Directions for this task:
Reproduce every line of the data below word for word.

○ ○ ○ ○ ○

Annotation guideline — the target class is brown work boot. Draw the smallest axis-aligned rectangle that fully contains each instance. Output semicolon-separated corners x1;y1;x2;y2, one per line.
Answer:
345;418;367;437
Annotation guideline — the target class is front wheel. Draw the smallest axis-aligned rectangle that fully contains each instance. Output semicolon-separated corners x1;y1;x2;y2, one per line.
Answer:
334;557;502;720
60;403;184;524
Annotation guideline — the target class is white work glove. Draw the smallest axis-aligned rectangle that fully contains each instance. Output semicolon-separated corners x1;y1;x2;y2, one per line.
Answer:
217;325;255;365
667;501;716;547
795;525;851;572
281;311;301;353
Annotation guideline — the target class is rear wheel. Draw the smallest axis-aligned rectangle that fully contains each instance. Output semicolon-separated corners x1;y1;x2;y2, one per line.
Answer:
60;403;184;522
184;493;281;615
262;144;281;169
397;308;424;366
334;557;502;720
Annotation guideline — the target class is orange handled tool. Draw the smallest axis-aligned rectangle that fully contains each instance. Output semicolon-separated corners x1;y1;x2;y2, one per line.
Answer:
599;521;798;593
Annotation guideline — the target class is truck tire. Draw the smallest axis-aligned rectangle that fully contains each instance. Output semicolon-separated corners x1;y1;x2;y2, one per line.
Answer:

○ ○ ○ ○ ○

Exercise output:
Annotation guideline — the target class is brown work boot. Draw the smallest axis-aligned rectangle that fully contains each instance. Output semicolon-separated corners x1;y1;x2;y2, one per line.
Answer:
345;418;367;437
Annotation guideline — the target class is front wheel. Draw the smallest axis-aligned rectangle that fully contains each instance. Output semicolon-separated corners x1;y1;x2;y2, one per line.
Answer:
334;557;502;720
60;403;184;524
Annotation guideline — the target class is white work glove. Draw the smallest axis-aligned rectangle that fully contains each instance. Output semicolon-separated corners x1;y1;x2;y2, one per line.
Answer:
217;325;255;365
667;501;716;547
795;525;851;572
281;311;301;353
Annotation guideline — the target class is rear wheel. Draw the smallest axis-aligned rectangle that fully contains each instance. Output semicolon-separated corners x1;y1;x2;y2, one per line.
Answer:
60;403;184;522
184;493;281;615
262;144;281;169
397;308;424;366
334;557;502;720
Annotation guideline — the target class is orange handled tool. Draw the smallest axis-aligned rectangle that fully contains each instance. Output semicolon-separated corners x1;y1;x2;y2, one per line.
Answer:
599;521;798;593
Annotation guideline — the target class is truck tire. Draw the smallest axis-aligned rectangle that fully contains each instance. Output semicolon-separated corners x1;y1;x2;y2, one per line.
Answer:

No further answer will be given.